> [Text segment]

On August 28, 1943, my father and the crew of his B-17, left the US and flew their bomber to Ridgewell Airbase in Essex England where they joined the 533rd Squadron of the US 8th Air Force’s 381st Heavy Bomb Group stationed there.
RAF Ridgewell Airbase was originally a Royal Air Force (RAF) base located 60 miles northeast of London. In June of 1943 the US 8th Air Force chose Ridgewell for the site of its 381st Heavy bomb group. Three runaways were added to support the massive Flying Fortress B-17 Bombers, two hangars were added and accommodations built for 3000 men.
My father (kneeling far right) and crew: 533rd Squadron, 381st Heavy Bomb Group, Ridgewell Airbase
The Ridgewell Airbase was built quickly, its buildings were steel Nissan huts where crews were housed together. The base had a hospital, mess halls, Officers Clubs, recreation fields including tennis courts, a movie theatre, and a chapel. Most of airmen bought bicycles to get around the massive base and to surrounding villages. My father wrote my mother that he got a bicycle but added it was harrowing to ride a bicycle back from the nearby pub at night as the blackout made the road pitch black and it was easy to get lost.
Bicycles outside a Nissan arracks at Ridgewell
Relaxing in the Officers Club.
Today parts of the runways remain and you can stand on them and see the surrounding fields just as they looked when my father climbed into his plane and took off east to the English channel.

> [Extracted entries]
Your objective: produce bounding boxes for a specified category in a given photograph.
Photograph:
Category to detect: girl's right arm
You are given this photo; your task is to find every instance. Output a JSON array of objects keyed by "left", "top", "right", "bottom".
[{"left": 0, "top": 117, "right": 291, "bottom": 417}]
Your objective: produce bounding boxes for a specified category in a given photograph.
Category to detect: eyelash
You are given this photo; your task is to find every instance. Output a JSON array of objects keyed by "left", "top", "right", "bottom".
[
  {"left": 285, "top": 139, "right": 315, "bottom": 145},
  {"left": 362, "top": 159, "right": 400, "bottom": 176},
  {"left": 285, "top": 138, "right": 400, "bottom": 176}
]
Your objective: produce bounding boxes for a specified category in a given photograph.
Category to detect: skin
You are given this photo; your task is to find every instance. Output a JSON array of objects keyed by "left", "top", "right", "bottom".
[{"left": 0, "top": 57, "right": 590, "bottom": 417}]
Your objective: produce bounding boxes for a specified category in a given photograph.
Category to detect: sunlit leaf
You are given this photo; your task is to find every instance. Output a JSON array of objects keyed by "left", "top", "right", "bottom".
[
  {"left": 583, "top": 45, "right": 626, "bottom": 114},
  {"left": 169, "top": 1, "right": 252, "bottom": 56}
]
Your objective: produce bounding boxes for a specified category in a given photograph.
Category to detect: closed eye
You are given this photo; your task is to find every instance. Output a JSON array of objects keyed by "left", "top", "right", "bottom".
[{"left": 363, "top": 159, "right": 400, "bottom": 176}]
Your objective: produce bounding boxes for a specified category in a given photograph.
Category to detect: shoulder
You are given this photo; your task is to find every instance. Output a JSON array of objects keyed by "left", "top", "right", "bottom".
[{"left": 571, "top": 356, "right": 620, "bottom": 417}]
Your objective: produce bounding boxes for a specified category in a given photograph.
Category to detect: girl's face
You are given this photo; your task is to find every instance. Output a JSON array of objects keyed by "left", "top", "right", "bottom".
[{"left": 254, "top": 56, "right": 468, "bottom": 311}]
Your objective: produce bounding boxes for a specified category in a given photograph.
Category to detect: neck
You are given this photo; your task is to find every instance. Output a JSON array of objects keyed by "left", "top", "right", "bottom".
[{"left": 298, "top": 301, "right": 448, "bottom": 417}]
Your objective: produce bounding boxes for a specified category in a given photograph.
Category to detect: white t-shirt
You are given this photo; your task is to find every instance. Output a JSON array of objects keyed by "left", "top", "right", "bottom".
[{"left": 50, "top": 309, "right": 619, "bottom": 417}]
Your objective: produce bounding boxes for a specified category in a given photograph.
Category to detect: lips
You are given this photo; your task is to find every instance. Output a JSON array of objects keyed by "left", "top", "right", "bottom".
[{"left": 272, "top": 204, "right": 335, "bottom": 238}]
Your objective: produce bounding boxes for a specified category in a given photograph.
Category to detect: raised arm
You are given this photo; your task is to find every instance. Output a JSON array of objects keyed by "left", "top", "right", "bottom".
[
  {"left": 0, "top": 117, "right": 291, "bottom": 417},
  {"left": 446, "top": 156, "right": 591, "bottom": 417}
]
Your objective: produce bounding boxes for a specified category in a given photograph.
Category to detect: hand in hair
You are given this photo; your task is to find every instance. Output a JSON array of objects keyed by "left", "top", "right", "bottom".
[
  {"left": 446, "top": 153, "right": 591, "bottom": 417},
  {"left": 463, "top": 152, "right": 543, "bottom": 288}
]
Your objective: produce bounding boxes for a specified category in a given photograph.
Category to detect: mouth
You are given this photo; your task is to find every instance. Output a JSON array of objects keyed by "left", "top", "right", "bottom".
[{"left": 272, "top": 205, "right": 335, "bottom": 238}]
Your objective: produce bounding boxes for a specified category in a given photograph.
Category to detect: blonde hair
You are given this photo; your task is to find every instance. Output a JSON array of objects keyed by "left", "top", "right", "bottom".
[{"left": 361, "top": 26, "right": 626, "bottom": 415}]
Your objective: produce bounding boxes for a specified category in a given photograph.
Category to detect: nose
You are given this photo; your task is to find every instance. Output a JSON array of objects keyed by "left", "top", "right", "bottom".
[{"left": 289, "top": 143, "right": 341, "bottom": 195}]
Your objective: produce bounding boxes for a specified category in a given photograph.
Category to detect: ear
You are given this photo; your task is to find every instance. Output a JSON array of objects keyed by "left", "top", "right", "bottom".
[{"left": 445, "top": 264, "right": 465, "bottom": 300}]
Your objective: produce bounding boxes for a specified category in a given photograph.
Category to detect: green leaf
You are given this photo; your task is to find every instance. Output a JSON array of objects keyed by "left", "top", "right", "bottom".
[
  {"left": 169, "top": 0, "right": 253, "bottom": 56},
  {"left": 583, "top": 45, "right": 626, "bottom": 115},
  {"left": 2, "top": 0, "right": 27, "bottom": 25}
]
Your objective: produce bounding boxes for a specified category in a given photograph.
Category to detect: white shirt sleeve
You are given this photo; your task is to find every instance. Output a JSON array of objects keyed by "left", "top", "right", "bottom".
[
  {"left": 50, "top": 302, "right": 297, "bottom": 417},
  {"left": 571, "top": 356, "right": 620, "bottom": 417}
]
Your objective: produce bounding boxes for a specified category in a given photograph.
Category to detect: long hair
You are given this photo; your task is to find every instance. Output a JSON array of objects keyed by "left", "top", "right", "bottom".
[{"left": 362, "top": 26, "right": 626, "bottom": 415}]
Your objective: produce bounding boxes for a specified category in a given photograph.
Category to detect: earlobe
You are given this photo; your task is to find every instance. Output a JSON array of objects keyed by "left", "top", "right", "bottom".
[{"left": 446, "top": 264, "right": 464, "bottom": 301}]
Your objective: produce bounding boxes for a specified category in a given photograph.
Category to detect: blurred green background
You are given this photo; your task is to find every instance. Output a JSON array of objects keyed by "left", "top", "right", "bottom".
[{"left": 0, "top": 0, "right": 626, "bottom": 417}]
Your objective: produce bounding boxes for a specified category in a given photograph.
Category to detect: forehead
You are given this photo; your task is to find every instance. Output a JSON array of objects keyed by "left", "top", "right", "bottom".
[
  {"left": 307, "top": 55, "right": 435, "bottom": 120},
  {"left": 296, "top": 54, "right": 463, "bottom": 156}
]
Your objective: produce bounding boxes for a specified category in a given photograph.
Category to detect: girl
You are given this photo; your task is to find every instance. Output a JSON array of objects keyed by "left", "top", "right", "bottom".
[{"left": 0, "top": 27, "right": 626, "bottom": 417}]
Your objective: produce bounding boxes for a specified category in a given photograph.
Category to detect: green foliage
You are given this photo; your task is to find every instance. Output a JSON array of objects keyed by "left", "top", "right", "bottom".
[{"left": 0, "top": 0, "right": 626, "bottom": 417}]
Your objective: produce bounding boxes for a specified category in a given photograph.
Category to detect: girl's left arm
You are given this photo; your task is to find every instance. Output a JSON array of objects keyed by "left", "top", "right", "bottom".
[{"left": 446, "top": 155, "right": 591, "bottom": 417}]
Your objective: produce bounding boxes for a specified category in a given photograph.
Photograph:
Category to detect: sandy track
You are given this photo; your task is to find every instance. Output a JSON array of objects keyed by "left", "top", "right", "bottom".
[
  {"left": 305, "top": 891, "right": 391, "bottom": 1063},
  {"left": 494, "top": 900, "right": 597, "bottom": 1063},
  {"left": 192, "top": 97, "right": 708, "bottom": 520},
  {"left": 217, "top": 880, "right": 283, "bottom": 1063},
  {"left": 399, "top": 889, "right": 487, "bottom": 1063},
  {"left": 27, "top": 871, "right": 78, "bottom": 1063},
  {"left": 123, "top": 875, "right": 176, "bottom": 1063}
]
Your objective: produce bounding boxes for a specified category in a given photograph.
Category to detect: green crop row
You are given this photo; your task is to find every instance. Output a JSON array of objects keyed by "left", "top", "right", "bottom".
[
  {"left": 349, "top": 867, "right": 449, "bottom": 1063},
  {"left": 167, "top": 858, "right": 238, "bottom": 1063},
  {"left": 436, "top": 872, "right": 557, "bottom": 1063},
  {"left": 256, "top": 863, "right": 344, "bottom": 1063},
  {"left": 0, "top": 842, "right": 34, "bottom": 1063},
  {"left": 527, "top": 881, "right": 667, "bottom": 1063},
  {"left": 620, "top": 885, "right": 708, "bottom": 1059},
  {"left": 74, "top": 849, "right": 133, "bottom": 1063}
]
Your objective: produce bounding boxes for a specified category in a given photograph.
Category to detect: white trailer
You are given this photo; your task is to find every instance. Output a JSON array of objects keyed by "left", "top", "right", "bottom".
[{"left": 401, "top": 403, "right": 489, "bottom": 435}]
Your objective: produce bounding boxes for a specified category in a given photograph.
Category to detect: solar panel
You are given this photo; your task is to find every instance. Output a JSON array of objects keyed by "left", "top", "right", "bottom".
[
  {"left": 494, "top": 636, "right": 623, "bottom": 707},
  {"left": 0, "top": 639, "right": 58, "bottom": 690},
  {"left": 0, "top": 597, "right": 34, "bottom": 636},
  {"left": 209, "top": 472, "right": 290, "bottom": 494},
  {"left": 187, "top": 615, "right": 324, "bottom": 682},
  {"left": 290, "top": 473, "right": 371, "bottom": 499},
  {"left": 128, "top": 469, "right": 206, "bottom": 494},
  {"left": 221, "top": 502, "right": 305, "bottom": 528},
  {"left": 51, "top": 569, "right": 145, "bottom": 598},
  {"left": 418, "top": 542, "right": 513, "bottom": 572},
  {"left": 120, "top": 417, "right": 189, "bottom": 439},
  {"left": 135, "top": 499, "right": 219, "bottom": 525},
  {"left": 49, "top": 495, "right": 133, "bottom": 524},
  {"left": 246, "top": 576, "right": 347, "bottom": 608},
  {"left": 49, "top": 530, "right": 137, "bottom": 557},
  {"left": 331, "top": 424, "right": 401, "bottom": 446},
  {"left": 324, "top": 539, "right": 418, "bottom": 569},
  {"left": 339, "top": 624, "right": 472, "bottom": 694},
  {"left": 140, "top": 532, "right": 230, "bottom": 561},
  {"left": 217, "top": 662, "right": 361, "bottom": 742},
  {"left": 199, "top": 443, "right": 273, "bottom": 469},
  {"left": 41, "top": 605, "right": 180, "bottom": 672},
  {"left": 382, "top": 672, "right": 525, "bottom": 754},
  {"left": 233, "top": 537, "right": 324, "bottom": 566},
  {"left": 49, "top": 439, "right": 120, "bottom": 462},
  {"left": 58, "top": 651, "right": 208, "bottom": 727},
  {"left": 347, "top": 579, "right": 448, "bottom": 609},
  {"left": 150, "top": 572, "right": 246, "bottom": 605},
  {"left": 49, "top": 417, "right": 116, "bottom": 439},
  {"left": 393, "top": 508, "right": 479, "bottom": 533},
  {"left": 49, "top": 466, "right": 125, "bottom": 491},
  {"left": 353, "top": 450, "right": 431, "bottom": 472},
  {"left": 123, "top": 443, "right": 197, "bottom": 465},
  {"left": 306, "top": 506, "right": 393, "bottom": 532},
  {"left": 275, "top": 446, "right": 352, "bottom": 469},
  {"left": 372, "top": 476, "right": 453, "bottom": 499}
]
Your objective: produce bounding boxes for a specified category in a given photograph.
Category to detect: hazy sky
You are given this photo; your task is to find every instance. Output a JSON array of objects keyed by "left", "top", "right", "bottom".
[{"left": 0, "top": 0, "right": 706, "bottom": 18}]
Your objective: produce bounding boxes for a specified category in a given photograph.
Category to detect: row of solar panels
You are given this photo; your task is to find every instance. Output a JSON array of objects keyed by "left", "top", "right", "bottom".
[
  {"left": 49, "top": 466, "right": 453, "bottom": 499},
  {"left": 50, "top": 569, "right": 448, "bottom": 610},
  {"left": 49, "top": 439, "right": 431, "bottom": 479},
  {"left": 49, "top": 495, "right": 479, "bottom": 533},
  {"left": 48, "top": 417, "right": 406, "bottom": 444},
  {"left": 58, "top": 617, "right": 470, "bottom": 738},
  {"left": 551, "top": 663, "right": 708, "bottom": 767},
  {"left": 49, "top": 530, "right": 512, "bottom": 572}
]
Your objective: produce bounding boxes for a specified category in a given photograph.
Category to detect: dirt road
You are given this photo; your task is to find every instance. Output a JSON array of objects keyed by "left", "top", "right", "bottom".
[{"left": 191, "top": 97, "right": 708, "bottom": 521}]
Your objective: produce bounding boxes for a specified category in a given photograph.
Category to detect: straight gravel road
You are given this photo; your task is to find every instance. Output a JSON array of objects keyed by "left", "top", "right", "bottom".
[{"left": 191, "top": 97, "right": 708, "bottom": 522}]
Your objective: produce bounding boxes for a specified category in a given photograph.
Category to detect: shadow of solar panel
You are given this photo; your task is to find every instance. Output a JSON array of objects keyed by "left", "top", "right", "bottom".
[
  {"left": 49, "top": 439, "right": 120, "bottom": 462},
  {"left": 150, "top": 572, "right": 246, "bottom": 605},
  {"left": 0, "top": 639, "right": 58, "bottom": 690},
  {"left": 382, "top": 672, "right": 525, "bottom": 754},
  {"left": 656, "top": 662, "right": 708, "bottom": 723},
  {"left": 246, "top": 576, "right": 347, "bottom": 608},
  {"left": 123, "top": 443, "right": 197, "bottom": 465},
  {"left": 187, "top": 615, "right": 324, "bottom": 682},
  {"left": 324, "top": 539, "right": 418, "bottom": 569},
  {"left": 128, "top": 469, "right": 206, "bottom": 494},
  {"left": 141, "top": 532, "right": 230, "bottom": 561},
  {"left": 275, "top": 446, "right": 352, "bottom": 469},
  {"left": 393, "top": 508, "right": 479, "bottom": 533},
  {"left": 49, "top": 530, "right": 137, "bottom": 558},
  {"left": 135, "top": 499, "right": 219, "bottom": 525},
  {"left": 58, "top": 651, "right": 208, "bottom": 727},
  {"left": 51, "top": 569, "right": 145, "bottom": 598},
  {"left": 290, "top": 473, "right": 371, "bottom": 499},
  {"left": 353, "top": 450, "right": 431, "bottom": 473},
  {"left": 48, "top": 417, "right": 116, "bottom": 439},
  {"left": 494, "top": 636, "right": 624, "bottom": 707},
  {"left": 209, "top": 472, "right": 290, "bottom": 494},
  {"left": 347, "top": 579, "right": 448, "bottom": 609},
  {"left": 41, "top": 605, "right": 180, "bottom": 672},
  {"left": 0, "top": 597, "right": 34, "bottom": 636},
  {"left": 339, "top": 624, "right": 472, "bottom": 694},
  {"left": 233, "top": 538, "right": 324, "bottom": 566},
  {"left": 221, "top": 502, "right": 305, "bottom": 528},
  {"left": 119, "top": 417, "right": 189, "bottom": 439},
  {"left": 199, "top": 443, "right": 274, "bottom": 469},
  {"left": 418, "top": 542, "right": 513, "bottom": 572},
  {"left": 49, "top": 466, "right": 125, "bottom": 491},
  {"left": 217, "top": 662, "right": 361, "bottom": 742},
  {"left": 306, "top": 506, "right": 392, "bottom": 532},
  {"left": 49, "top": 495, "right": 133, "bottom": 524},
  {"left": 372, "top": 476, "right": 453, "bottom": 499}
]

> [Problem requirements] Copy out the entire Ridgewell Airbase account verbatim. The data are separate from the Ridgewell Airbase account.

> [Problem solution]
On August 28, 1943, my father and the crew of his B-17, left the US and flew their bomber to Ridgewell Airbase in Essex England where they joined the 533rd Squadron of the US 8th Air Force’s 381st Heavy Bomb Group stationed there.
RAF Ridgewell Airbase was originally a Royal Air Force (RAF) base located 60 miles northeast of London. In June of 1943 the US 8th Air Force chose Ridgewell for the site of its 381st Heavy bomb group. Three runaways were added to support the massive Flying Fortress B-17 Bombers, two hangars were added and accommodations built for 3000 men.
My father (kneeling far right) and crew: 533rd Squadron, 381st Heavy Bomb Group, Ridgewell Airbase
The Ridgewell Airbase was built quickly, its buildings were steel Nissan huts where crews were housed together. The base had a hospital, mess halls, Officers Clubs, recreation fields including tennis courts, a movie theatre, and a chapel. Most of airmen bought bicycles to get around the massive base and to surrounding villages. My father wrote my mother that he got a bicycle but added it was harrowing to ride a bicycle back from the nearby pub at night as the blackout made the road pitch black and it was easy to get lost.
Bicycles outside a Nissan arracks at Ridgewell
Relaxing in the Officers Club.
Today parts of the runways remain and you can stand on them and see the surrounding fields just as they looked when my father climbed into his plane and took off east to the English channel.